Permasalahan: Lanjutkan berita tentang pemeriksaan saksi oleh KPK dalam pengembangan perkara Akil Mochtar, dimulai tepat setelah kalimat terakhirnya.

───── Teks yang Diberikan ─────

JAKARTA, SUMUTPOS.CO – Hingga kemarin (2/12) belum satu pun petinggi Komisi Pemberantasan Korupsi (KPK) yang membeber secara gamblang keterkaitan Irham Buana Nasution dan istrinya Khalijah Lubis, serta mantan anggota DPRD Tapanuli Tengah (Tapteng) Bahktiar Ahmad Sibarani, yang sudah menjalani pemeriksaan di lembaga pimpinan Abraham Samad itu, dengan perkara Akil Mochtar.
Jubir KPK Johan Budi hanya pernah menyebutkan bahwa tidak tertutup kemungkinan pengembangan kasus dugaan suap Akil Mohtar merembet ke kasus pilkada lain, selain pemilukada Lebak dan Gunung Mas.
Namun, dari saksi-saksi yang sudah dan akan diperiksa KPK, tampaknya komisi antirasuah itu membidik kasus penanganan sengketa Pilkada Tapteng. Data terbaru yang didapat koran ini, besok (4/12), KPK akan meminta keterangan Edbin Pasaribu.
“Edbin Pasaribu mendapat panggilan KPK hari Rabu,” ujar sumber koran ini yang kenal dengan Edbin, kemarin. Hanya saja, dia enggan memberikan nomor handphone Edbin ke koran ini untuk kepentingan konfirmasi.
Dia hanya memastikan bahwa memang Edbin menerima panggilan KPK dan kemarin sedang sibuk konsultasi dengan sejumlah tokoh mengenai bagaimana dia harus memberikan keterangan ke penyidik KPK agar tidak terseret menjadi tersangka. “Dia galau, takut dijadikan tersangka,” ujar sumber lagi.

───── Data Tersimpan ─────

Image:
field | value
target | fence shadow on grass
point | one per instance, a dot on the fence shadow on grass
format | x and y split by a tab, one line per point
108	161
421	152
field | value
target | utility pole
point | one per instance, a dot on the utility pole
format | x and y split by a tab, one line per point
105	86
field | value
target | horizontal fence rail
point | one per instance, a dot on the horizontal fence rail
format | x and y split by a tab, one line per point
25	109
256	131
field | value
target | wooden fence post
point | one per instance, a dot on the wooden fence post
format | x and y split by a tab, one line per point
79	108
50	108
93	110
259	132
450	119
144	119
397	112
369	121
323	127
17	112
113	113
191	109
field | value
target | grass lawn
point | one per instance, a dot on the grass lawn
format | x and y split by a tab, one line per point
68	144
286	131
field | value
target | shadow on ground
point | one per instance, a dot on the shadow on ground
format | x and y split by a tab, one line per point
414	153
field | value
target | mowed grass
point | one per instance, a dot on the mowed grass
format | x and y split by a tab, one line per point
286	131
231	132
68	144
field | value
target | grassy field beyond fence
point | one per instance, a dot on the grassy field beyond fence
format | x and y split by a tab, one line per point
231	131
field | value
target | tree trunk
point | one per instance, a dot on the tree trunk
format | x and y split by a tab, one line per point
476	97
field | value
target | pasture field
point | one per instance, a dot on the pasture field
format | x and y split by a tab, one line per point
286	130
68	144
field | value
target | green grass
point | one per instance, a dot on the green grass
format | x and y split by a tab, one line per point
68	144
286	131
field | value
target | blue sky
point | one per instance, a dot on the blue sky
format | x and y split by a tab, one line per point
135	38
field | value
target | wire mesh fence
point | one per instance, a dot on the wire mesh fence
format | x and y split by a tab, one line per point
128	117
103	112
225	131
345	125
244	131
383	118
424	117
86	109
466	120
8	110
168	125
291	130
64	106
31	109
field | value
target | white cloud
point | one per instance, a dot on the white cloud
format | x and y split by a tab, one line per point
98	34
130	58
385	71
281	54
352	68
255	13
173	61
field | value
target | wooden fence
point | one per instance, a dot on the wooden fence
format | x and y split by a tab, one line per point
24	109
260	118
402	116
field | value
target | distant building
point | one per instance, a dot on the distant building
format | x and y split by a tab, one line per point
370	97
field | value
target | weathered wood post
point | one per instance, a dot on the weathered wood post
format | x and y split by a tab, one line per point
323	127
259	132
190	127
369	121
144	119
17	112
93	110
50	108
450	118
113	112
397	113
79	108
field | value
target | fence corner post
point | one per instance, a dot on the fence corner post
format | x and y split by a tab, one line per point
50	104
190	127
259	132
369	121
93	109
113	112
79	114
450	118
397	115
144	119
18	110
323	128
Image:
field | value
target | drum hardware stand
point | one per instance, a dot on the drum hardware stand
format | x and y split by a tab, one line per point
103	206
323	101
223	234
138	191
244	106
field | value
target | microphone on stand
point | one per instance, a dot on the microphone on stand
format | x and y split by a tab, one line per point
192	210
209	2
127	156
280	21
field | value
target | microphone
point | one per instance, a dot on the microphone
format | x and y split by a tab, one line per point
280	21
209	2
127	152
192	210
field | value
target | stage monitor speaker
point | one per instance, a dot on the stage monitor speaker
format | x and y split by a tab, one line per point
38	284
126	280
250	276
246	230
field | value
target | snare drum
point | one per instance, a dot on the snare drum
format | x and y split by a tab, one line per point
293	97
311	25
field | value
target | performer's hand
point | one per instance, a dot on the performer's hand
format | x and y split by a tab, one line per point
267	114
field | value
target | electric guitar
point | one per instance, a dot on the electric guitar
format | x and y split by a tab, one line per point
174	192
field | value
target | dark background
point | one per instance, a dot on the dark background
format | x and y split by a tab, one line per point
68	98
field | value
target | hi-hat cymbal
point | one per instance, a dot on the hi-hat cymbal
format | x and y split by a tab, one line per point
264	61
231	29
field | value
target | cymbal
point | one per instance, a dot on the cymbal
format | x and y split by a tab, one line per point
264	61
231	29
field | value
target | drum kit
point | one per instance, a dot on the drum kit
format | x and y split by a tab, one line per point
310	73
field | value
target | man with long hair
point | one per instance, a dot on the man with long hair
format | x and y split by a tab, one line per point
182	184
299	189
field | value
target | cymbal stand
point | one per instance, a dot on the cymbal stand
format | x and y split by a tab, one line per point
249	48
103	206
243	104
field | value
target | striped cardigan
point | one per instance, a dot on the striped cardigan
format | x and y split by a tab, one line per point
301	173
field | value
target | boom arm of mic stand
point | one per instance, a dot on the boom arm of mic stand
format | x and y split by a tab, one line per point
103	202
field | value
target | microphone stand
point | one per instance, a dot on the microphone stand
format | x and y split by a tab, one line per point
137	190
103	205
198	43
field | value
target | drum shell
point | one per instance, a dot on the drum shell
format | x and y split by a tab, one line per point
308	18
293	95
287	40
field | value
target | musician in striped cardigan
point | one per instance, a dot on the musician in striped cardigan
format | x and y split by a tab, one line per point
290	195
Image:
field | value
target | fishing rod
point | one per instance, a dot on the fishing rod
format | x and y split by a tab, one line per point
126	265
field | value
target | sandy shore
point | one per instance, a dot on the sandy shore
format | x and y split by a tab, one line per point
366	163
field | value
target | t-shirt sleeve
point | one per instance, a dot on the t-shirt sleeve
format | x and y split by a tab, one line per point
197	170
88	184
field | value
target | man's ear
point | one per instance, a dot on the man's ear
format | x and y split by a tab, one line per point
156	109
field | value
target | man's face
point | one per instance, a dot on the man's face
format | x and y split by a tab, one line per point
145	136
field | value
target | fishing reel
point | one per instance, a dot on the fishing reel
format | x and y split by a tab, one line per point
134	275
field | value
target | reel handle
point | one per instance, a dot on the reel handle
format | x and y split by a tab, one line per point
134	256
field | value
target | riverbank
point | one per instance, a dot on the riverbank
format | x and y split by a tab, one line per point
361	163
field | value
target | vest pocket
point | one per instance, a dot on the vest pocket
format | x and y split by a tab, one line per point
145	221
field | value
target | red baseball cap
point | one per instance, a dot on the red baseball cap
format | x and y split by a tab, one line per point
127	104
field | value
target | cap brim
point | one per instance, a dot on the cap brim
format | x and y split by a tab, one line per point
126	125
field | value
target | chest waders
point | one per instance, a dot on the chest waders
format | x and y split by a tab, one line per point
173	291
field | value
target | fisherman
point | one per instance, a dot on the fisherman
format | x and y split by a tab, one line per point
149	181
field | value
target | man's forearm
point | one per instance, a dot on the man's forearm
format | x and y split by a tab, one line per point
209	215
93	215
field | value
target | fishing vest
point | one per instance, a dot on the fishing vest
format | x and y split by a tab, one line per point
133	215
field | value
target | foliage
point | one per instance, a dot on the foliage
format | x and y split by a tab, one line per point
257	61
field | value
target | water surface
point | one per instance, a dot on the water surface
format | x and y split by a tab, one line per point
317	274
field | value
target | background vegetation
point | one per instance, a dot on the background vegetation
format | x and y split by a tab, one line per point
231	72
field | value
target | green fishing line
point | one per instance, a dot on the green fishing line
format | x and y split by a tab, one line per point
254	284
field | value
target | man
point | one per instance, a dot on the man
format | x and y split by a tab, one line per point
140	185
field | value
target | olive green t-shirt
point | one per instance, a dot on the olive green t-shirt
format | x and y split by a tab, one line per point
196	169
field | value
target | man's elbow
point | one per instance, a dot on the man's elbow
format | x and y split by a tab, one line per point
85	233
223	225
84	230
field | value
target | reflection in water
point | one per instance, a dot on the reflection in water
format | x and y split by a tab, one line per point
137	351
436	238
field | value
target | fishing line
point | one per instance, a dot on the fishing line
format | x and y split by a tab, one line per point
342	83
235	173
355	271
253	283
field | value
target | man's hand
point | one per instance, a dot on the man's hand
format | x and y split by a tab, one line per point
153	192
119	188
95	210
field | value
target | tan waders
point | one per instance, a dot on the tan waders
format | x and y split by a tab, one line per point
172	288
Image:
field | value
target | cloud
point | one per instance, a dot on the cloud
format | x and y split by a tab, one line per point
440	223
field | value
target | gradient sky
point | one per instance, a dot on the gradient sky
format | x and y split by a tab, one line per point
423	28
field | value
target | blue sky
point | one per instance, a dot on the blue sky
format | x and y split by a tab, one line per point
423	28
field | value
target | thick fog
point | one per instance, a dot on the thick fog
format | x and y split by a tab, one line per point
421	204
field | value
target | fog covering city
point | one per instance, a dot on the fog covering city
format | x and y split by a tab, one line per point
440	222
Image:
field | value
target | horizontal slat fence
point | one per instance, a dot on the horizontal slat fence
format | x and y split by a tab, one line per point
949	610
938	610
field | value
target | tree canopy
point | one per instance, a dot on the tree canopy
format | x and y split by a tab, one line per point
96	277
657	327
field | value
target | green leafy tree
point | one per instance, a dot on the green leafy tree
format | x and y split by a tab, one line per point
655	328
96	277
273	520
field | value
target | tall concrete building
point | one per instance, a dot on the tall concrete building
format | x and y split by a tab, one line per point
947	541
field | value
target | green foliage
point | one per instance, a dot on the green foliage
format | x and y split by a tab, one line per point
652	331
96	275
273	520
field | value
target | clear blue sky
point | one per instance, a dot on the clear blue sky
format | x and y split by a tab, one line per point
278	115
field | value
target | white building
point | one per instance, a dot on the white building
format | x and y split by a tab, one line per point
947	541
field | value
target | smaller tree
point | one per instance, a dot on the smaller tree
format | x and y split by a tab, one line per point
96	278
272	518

─────

Tanggapan:
Nah, nama Edbin sendiri sudah muncul sebelumnya dari ‘nyanyian’ mantan anggota KPU Tapteng Maruli Firman Lubis kepada koran ini, 23 November 2013.
Saat itu Maruli menyebut dengan inisial EP. EP menurut Maruli, bersama Irham Buana dan Bakhtiar yang mengantar uang Rp2 miliar ke ke rumah Akil di Depok, dalam rangka mengurus kemenangan sengketa Pilkada Tapteng. Itu dilakukan sebelum putusan MK mengenai sengketa Pilkada Tapteng, 12 Juli 2011.
“Setelah dilantik, dua miliar lagi. Yang satu miliar ditransfer ke rekening perusahaan istri Akil. Yang satu miliar lagi ditransfer ke rekening Irham. Jadi total empat miliar,” beber Maruli. Dia menyebut, slip bukti transfer dari Bank Sumut Cabang Sibolga, saat ini masih di tangan EP.
Nah, mengenai jumlah uang yang diserahkan ke Akil, koran ini mendapatkan data terbaru, yang jumlahnya berbeda dari yang disebutkan di atas. Dana yang ditransfer ke rekening perusahaan istri Akil, yang slipnya masih di tangan Edbin, nilainya bukan Rp1 miliar, melainkan Rp900 juta. Sedang uang cash yang diantar ke rumah Akil bukan Rp2 miliar tapi Rp1,3 miliar.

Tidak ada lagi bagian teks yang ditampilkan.